— Short task —
Produce an exact copy of the lines from the line that contains "Point out the dry" to the end of the listing below.

— Supplied records —
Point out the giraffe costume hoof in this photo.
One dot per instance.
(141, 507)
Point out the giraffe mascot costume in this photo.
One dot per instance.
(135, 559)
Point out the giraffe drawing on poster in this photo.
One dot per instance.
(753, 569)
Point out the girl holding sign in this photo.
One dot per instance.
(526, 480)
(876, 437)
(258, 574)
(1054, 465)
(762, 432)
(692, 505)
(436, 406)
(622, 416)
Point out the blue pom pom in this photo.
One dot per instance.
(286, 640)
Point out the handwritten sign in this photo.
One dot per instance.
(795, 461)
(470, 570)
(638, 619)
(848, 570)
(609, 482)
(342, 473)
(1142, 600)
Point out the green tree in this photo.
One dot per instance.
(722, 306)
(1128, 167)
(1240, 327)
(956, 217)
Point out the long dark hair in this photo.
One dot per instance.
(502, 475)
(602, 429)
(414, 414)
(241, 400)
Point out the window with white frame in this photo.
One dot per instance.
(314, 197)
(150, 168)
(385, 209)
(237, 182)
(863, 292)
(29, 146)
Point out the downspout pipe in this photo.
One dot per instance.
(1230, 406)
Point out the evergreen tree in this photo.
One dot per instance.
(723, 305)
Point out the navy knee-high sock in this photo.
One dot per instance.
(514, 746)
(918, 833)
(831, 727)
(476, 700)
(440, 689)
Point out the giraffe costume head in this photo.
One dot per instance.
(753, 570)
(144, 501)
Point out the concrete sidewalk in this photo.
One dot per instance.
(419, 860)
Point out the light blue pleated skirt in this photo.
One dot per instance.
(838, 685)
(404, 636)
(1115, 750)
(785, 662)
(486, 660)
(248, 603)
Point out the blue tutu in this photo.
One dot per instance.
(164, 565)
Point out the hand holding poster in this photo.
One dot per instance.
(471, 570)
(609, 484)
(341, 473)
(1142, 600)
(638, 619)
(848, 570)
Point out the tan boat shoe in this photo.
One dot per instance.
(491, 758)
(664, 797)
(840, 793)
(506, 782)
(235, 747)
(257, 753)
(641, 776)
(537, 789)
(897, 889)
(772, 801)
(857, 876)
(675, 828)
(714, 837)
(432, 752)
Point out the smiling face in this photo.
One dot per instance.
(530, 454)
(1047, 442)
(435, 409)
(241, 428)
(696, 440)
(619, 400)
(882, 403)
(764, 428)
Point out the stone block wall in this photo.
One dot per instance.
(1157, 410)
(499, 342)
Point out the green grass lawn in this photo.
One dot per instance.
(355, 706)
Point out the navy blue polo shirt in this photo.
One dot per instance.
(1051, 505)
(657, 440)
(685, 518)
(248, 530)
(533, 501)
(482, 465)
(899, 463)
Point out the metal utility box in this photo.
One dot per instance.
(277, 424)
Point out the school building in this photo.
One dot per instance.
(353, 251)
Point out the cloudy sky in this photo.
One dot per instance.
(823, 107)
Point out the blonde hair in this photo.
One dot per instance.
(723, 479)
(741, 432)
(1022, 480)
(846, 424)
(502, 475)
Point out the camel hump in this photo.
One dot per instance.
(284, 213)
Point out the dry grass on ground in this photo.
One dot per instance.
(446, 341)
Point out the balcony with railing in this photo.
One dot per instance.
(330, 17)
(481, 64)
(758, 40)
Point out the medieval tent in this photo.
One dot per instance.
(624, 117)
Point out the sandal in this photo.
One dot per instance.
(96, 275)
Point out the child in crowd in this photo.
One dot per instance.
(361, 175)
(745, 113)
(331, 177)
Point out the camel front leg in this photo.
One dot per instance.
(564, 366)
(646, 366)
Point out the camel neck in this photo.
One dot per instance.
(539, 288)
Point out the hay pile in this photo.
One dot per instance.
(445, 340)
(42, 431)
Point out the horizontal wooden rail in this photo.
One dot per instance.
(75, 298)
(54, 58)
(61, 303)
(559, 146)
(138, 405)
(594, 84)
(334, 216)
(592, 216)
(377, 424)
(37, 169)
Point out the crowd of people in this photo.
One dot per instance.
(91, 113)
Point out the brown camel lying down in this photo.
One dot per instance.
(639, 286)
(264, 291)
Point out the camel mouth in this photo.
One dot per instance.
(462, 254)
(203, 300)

— Exercise answer —
Point out the dry grass on ground in this photo.
One dot per instance.
(446, 341)
Point out the balcony with railing in this photo.
One dot per instance.
(330, 17)
(481, 64)
(758, 40)
Point out the medieval tent in this photo.
One dot per instance.
(624, 117)
Point out the sandal in this photo.
One dot per instance.
(96, 275)
Point out the child in crowd in this photo.
One dot per instance.
(361, 175)
(745, 113)
(331, 177)
Point out the camel front leg in this photo.
One dot per instance.
(564, 366)
(646, 366)
Point out the camel neck in this photo.
One dot per instance.
(539, 288)
Point out the hay pile in this photo.
One dot per instance.
(445, 340)
(42, 431)
Point out the horizontal wooden rail in this photo.
One dot per instance.
(75, 298)
(54, 58)
(61, 303)
(559, 146)
(138, 405)
(594, 84)
(334, 216)
(592, 216)
(377, 424)
(37, 169)
Point out the crowd of people in this photo.
One dot per instance.
(91, 113)
Point out the brown camel lying down in this photo.
One dot per instance.
(639, 286)
(264, 291)
Point out the camel mouth in this photo.
One dot per instance.
(462, 254)
(203, 300)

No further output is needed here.